### Extract provided:

::::

Response: Thank you for your insightful observation. We have addressed this point by explicitly clarifying the originality of our work in the revised manuscript. While our system leverages a deep autoencoder (DAE), its novelty lies in three main aspects: (1) a lightweight and empirically optimized DAE structure specifically tailored for high-dimensional 6G traffic data; (2) a hybrid feature processing pipeline that combines statistical analysis with DAE-extracted latent features to enhance detection precision; and (3) a two-phase training strategy unsupervised pretraining followed by supervised fine-tuning with early stopping which improves generalization and reduces overfitting on imbalanced traffic classes. These contributions distinguish our approach from conventional DAE-based IDS frameworks.

Please note that the explanation above was briefly clarified (within the paper) in response to the other reviewer’s comments.

::::

### Supplied material:
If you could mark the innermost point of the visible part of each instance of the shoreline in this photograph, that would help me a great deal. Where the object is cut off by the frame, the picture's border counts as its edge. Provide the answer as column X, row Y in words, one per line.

::::

### Goal 1:
Answer these about the reviewer response:
(a) What kind of data is the DAE structure tailored for?
(b) What are the two phases of the training strategy?
(c) Where was the explanation briefly clarified in response to the other reviewer's comments?
### Goal 2:
Write out the stretch of the reviewer response from "Response: Thank you" through "DAE-based IDS frameworks.", renaming "deep autoencoder" as "stacked autoencoder".
### Goal 3:
Sum up the reviewer response in two sentences.
The data above isn't needed for this.

### Finished answer 1:
(a) High-dimensional 6G traffic data.
(b) Unsupervised pretraining, followed by supervised fine-tuning with early stopping.
(c) Within the paper.

### Finished answer 2:
Response: Thank you for your insightful observation. We have addressed this point by explicitly clarifying the originality of our work in the revised manuscript. While our system leverages a stacked autoencoder (DAE), its novelty lies in three main aspects: (1) a lightweight and empirically optimized DAE structure specifically tailored for high-dimensional 6G traffic data; (2) a hybrid feature processing pipeline that combines statistical analysis with DAE-extracted latent features to enhance detection precision; and (3) a two-phase training strategy unsupervised pretraining followed by supervised fine-tuning with early stopping which improves generalization and reduces overfitting on imbalanced traffic classes. These contributions distinguish our approach from conventional DAE-based IDS frameworks.

### Finished answer 3:
The authors say the revised manuscript now makes clear what is original in their system, which uses a deep autoencoder (DAE). Its novelty lies in a lightweight DAE structure tailored for high-dimensional 6G traffic data, a hybrid feature pipeline that combines statistical analysis with DAE-extracted features, and a two-phase training strategy that improves generalization and reduces overfitting.